§ WRITTEN EXERCISE: Output only the span of lines that begins at the line containing "the red protest" and ends at the last line of the data, both included, exactly as they appear.
-- Begin SUPPLIED RECORDS --
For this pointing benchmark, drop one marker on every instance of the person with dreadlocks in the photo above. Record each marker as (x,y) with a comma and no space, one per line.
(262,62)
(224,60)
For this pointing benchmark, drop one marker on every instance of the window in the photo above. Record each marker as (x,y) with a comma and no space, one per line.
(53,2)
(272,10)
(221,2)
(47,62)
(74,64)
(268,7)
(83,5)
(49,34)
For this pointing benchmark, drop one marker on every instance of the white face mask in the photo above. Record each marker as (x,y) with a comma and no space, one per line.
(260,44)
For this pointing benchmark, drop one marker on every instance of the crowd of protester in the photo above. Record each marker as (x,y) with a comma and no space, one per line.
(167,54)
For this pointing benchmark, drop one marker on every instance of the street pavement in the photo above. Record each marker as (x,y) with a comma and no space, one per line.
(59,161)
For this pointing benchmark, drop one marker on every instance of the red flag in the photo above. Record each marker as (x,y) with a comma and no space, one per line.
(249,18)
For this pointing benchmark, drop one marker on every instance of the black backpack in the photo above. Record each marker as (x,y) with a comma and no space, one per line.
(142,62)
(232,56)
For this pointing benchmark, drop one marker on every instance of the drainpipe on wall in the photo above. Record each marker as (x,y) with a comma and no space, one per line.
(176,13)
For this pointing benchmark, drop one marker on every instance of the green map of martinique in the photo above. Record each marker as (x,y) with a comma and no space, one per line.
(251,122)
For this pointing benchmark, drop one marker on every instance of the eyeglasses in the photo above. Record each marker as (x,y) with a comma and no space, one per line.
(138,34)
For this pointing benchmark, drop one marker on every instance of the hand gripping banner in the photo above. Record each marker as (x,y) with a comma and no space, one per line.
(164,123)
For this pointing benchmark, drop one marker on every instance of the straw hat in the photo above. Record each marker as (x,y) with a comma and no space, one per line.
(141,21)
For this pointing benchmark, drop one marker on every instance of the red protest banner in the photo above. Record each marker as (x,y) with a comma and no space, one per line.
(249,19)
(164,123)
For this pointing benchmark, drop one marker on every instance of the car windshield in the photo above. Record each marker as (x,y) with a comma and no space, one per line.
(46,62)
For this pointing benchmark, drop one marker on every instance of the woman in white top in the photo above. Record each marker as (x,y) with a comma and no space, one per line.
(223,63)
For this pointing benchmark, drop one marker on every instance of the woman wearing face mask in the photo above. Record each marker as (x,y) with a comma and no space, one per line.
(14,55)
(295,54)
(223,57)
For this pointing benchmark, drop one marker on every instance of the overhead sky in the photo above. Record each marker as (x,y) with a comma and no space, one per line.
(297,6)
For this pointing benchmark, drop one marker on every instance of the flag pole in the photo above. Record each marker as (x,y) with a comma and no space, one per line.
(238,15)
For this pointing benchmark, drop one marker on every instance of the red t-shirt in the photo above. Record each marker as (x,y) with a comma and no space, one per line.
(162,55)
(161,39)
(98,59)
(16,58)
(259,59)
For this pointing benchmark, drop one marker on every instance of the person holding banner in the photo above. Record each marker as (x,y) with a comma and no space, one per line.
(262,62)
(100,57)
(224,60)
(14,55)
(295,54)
-- End SUPPLIED RECORDS --
§ ANSWER:
For this pointing benchmark, drop one marker on every instance of the red protest banner in the photo above. Record each marker as (x,y) with a comma and no space, one per line.
(249,19)
(164,123)
For this pointing benchmark, drop one marker on every instance of the car windshield in the photo above. Record each marker as (x,y) with a comma and no space, one per line.
(46,62)
For this pointing benchmark, drop one marker on every instance of the woman in white top in the photo above. Record each marker as (x,y) with a comma and no space, one per line.
(223,63)
For this pointing benchmark, drop one marker on every instance of the woman wearing face mask in the photo above. Record each marker as (x,y) with a comma and no space, one per line.
(14,55)
(295,54)
(223,57)
For this pointing benchmark, drop one marker on every instance of the overhead sky in the photo above. Record each marker as (x,y) with a comma and no space, one per line.
(297,6)
For this pointing benchmark, drop one marker on every instance of the flag pole in the photo above. Record each marker as (x,y) with a comma and no space, one per line.
(238,15)
For this pointing benchmark, drop one marker on every instance of the red t-shirt in the photo above. Record each marker as (x,y) with a comma and no space, one per line.
(162,55)
(161,39)
(98,59)
(16,58)
(259,59)
For this pointing benchmark, drop one marker on every instance of the person holding banner in the photo above. Record each marker as (x,y) with a comma and no space, one per line.
(262,62)
(100,57)
(224,60)
(14,55)
(295,54)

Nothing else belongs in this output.